[Saved entries]
>>>>>

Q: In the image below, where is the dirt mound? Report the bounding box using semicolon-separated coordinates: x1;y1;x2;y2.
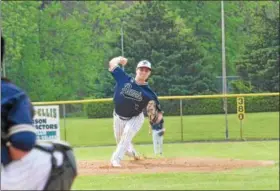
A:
78;158;274;175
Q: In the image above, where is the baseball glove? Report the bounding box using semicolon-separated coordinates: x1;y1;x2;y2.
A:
147;100;159;123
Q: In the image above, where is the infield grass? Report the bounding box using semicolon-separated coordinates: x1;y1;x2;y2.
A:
60;112;279;146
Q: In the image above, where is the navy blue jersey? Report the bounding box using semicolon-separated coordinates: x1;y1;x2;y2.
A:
150;119;164;131
111;67;160;117
1;79;36;165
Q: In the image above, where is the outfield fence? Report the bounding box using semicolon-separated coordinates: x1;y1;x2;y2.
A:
33;92;280;146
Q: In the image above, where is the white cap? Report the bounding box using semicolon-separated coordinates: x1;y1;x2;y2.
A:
137;60;152;70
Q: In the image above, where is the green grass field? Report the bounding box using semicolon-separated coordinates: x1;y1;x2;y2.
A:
72;141;279;190
60;112;279;146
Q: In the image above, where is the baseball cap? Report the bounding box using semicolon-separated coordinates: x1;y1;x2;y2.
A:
137;60;152;70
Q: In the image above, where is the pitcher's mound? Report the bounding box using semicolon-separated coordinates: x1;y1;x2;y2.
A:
78;158;274;175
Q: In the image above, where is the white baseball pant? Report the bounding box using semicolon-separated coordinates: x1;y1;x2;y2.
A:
153;129;163;155
1;146;63;190
111;112;144;163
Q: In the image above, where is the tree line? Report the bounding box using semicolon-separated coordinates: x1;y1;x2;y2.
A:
2;1;279;101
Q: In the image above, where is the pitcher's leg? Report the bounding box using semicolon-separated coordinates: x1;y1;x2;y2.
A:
111;113;144;163
113;115;126;144
159;135;164;155
153;130;158;155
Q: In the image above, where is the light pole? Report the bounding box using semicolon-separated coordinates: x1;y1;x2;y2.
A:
221;1;228;139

<<<<<

◆ **WHAT IS BEING ASKED**
Please put every line of the saved entries above into a numbered list, skipping any blank lines. Leave the pictures out of your answer.

◆ **RESULT OF THE EXERCISE**
1. Q: In the image below, where is the dirt mound? Report the bounding box using semicolon-separated coordinates: x1;y1;x2;y2.
2. A:
3. 78;158;274;175
4. Q: In the image above, where is the baseball glove? Report the bounding box using semicolon-separated coordinates: x1;y1;x2;y2.
5. A:
6. 147;100;159;123
7. Q: In the image above, where is the infield grass? Report the bounding box using semicolon-separated coordinates: x1;y1;x2;y2.
8. A:
9. 60;112;279;146
10. Q: In the image above, where is the navy blue jersey? Report the bounding box using semicolon-separated coordinates: x1;y1;x2;y2.
11. A:
12. 150;119;164;131
13. 111;67;160;117
14. 1;79;36;165
15. Q: In the image above, where is the outfield fence? Report the bounding box using semicolon-separated coordinates: x1;y1;x2;y2.
16. A:
17. 33;92;280;146
18. Q: In the image above, where is the white cap? Report the bounding box using semicolon-separated coordinates: x1;y1;x2;y2.
19. A:
20. 137;60;152;70
21. Q: In the image above, where is the green grass field? Report the bounding box using semicolon-separated coordinates: x1;y1;x2;y2.
22. A:
23. 72;141;279;190
24. 60;112;279;146
25. Q: In the image above, where is the baseball cap? Report the bounding box using semicolon-separated coordinates: x1;y1;x2;y2.
26. A:
27. 137;60;152;70
28. Q: In the image above, where is the pitcher's mound? Report the bounding box using semicolon-separated coordinates: x1;y1;x2;y2.
29. A:
30. 78;158;274;175
31. Q: In the image above, where is the white baseball pant? Report the bounding box using semicolon-separated coordinates: x1;y1;x2;y2.
32. A:
33. 153;129;163;155
34. 1;146;63;190
35. 111;112;144;163
36. Q: In the image above, where is the tree line? Report the bounding box using semicolon-separated coordinates: x1;y1;x2;y2.
37. A:
38. 2;1;279;101
39. Q: In the image above, where is the pitcher's leg? Report the bounding box using semicolon-separated coordinates: x1;y1;x2;y2.
40. A:
41. 111;113;144;163
42. 113;115;126;144
43. 159;135;164;155
44. 153;130;158;155
45. Q: In the image above, where is the light pole? Report the bounding box using semicolon-separated coordinates: x1;y1;x2;y2.
46. A:
47. 221;1;228;139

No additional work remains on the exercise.